Your job is to restate each entry word for word.

[RECORDS PROVIDED]
• • • • • • •

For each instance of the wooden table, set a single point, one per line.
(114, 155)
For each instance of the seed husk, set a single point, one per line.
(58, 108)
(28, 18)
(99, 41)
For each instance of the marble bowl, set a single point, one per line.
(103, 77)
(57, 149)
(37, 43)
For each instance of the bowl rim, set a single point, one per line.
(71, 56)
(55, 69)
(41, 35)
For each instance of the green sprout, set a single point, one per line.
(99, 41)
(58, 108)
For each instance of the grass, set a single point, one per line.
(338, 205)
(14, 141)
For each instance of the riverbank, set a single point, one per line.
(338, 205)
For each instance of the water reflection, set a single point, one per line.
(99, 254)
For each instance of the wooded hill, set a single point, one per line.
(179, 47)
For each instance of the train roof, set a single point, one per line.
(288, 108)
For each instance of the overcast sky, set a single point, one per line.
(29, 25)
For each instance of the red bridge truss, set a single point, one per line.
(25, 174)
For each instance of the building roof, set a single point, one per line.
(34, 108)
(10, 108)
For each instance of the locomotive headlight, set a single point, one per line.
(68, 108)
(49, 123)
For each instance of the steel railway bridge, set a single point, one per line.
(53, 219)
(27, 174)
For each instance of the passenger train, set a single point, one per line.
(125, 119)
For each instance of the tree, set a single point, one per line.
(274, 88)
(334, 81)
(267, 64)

• • • • • • •

[SOLUTION]
For each instance of the wooden table, set a single point, one per line.
(114, 155)
For each instance of the seed husk, set a single point, one per line.
(58, 108)
(28, 18)
(99, 41)
For each instance of the marble bowl, set a single point, one per line.
(103, 77)
(57, 149)
(37, 43)
For each instance of the bowl rim, set a single point, one per line.
(71, 56)
(55, 69)
(41, 35)
For each instance of the green sprout, set a single point, one per line.
(99, 41)
(58, 108)
For each instance of the grass, set a single point, one per line.
(338, 205)
(14, 141)
For each instance of the riverbank, set a single point, one per line.
(338, 205)
For each instance of the water reflection, set a single point, one per line.
(99, 254)
For each instance of the wooded hill, set a single point, one per line.
(179, 47)
For each instance of the train roof, set a single point, one per line.
(288, 108)
For each instance of the overcast sky, set a single point, one per line.
(29, 25)
For each instance of the red bridge truss, set a single point, one per line.
(25, 174)
For each instance of the building roof, set a single point, one per line.
(34, 108)
(10, 108)
For each instance of the locomotive headlight, set a single point, one per line.
(68, 108)
(49, 123)
For each instance of the steel railway bridge, set a single point, one per line.
(53, 219)
(27, 174)
For each instance of the passenger train, set a single point, one per line.
(125, 119)
For each instance of the tree, set a single point, one per line.
(274, 88)
(334, 81)
(267, 64)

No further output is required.